» The exercise
Turn the lines of the items below into a Markdown table with two columns, No. and Line, giving each line its own numbered row and skipping blank lines. Leave the pictures out of the table.
- - - -
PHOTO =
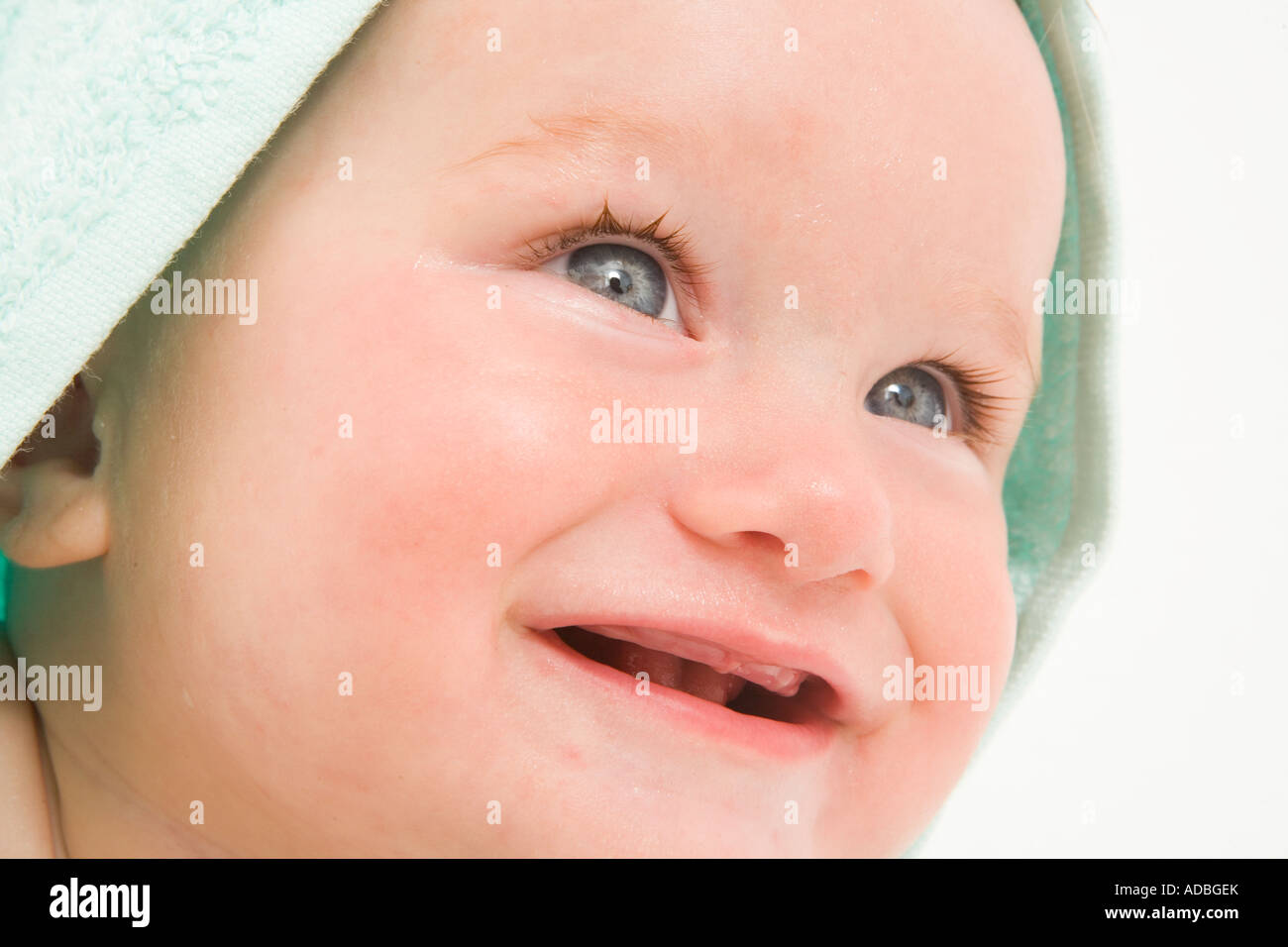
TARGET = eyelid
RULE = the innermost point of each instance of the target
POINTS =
(675, 248)
(978, 411)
- - - -
» Finished task
| No. | Line |
|---|---|
| 1 | PHOTO = |
| 2 | TARGET = eyelid |
| 3 | RULE = the innermost point of each instance of the target |
| 4 | POINTS = |
| 5 | (675, 248) |
| 6 | (978, 411) |